_Stated goal 1_.
Set down the passage of the article on Al Leiter word for word, starting with "Father’s Day is a most" and going on through "the Mets in 2000.".

_Extracted text_.
[BEGIN]

Father’s Day is another way Al Leiter counts his blessings

By Kevin Kernan | Posted 2 years ago

Father’s Day is a most special day for Al Leiter, who spent 19 years in the majors, compiling a 162-132 record with a 3.80 ERA. Leiter will get to see his son Jack pitch in the College World Series for Vanderbilt. Al won two World Series rings, one with the Blue Jays in 1993 and a second with the Marlins in 1997 and pitched in a third World Series with the Mets in 2000. 

 

A second-round selection of the Yankees (50th overall) in the 1984 draft, the lefty pitched 11 years in New York for the Mets and Yankees. The two-time All-Star was not afraid to show his emotions on the mound, and, he was a bulldog. Leiter once struck out 32 batters in a 13-inning high school game for Central Regional in Bayville, NJ. He also came to value the mental aspect of pitching through his work with noted sports psychologist Harvey Dorfman, who wrote the groundbreaking book: “The Mental ABC’s of Pitching.”

[END]

_Dataset extract_.
[BEGIN]

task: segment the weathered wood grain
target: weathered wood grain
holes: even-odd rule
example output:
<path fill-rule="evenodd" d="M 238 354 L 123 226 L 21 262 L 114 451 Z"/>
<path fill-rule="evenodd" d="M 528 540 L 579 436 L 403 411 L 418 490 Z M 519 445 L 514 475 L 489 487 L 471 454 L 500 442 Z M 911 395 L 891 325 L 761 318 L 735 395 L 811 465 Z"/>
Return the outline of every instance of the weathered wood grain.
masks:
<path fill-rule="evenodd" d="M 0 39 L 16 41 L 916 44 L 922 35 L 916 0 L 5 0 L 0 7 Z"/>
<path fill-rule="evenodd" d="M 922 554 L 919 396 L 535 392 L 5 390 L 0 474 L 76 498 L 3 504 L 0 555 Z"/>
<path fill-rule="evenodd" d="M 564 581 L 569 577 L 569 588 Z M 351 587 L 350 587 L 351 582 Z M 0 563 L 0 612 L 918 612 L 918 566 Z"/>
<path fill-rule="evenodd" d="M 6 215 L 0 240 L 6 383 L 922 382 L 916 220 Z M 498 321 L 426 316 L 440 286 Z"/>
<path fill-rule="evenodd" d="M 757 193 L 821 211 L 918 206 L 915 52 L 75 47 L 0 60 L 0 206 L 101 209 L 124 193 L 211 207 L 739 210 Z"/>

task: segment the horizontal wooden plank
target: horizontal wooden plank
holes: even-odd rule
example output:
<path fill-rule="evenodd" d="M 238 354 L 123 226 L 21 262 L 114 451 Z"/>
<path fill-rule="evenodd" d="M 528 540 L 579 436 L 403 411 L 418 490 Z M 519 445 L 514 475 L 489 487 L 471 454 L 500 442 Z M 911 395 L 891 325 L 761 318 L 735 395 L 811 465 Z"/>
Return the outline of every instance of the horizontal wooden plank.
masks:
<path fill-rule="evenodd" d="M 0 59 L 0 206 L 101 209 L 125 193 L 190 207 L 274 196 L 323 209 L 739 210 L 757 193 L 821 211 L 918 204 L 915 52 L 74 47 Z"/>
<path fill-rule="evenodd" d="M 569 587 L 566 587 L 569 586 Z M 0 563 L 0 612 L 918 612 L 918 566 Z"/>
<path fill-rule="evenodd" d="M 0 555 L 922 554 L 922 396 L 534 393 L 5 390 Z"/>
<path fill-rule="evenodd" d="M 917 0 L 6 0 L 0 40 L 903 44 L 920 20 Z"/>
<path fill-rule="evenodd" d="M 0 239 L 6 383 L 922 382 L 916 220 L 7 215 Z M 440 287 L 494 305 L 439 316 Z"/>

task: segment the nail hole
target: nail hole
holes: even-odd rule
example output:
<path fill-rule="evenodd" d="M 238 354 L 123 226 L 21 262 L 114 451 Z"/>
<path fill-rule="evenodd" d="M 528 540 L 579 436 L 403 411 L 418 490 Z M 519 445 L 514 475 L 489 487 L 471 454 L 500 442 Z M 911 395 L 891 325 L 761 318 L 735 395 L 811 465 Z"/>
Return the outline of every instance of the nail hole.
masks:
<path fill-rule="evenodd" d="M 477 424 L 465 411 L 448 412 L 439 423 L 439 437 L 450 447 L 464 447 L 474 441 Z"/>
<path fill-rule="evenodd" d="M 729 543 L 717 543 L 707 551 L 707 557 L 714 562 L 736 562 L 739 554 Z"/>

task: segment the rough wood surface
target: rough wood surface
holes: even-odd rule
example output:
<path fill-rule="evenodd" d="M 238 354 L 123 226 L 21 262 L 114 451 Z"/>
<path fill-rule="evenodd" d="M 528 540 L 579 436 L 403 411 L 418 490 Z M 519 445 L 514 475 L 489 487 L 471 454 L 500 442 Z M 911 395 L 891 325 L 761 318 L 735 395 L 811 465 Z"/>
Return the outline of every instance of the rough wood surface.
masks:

[END]

_Stated goal 2_.
Write out the records again, requests included, starting with the line with "task: segment the horizontal wooden plank" and going on through the last line of the records. Move every outline given as an answer by adding 50 to each of its coordinates.

_Correct response 1_.
Father’s Day is a most special day for Al Leiter, who spent 19 years in the majors, compiling a 162-132 record with a 3.80 ERA. Leiter will get to see his son Jack pitch in the College World Series for Vanderbilt. Al won two World Series rings, one with the Blue Jays in 1993 and a second with the Marlins in 1997 and pitched in a third World Series with the Mets in 2000.

_Correct response 2_.
task: segment the horizontal wooden plank
target: horizontal wooden plank
holes: even-odd rule
example output:
<path fill-rule="evenodd" d="M 238 354 L 123 226 L 21 262 L 114 451 Z"/>
<path fill-rule="evenodd" d="M 528 540 L 579 436 L 403 411 L 418 490 Z M 519 445 L 514 475 L 489 487 L 471 454 L 500 442 Z M 911 395 L 891 325 L 761 318 L 735 395 L 811 465 Z"/>
Return the outline of every instance of the horizontal wooden plank.
masks:
<path fill-rule="evenodd" d="M 50 109 L 50 256 L 151 259 L 175 243 L 240 257 L 324 246 L 373 259 L 789 260 L 807 243 L 871 261 L 968 254 L 965 102 L 124 97 Z"/>
<path fill-rule="evenodd" d="M 619 637 L 616 637 L 619 636 Z M 50 613 L 50 662 L 968 662 L 968 616 Z"/>
<path fill-rule="evenodd" d="M 50 605 L 972 604 L 972 446 L 584 443 L 55 440 Z"/>
<path fill-rule="evenodd" d="M 967 50 L 56 50 L 50 90 L 953 94 L 970 70 Z"/>
<path fill-rule="evenodd" d="M 50 289 L 56 433 L 972 432 L 966 270 L 57 265 Z M 490 337 L 544 355 L 489 366 Z"/>

task: segment the nail hole
target: nail hole
holes: even-odd rule
example output:
<path fill-rule="evenodd" d="M 238 354 L 123 226 L 21 262 L 114 451 Z"/>
<path fill-rule="evenodd" d="M 528 540 L 579 436 L 403 411 L 418 490 Z M 519 445 L 514 475 L 489 487 L 471 454 L 500 442 Z M 911 395 L 891 325 L 761 318 L 735 395 L 811 465 Z"/>
Return the outline of every instance of the nail hole.
masks:
<path fill-rule="evenodd" d="M 527 474 L 515 461 L 498 462 L 489 473 L 489 487 L 500 497 L 514 497 L 524 491 Z"/>
<path fill-rule="evenodd" d="M 779 593 L 767 593 L 757 601 L 757 607 L 764 612 L 786 612 L 789 604 Z"/>

task: segment the rough wood surface
target: rough wood surface
holes: even-odd rule
example output:
<path fill-rule="evenodd" d="M 238 354 L 123 226 L 21 262 L 114 451 Z"/>
<path fill-rule="evenodd" d="M 528 540 L 579 436 L 403 411 L 418 490 Z M 519 445 L 514 475 L 489 487 L 471 454 L 500 442 Z M 911 395 L 891 325 L 761 318 L 735 395 L 811 465 Z"/>
Return the outline of every instance of the rough wood surface.
masks:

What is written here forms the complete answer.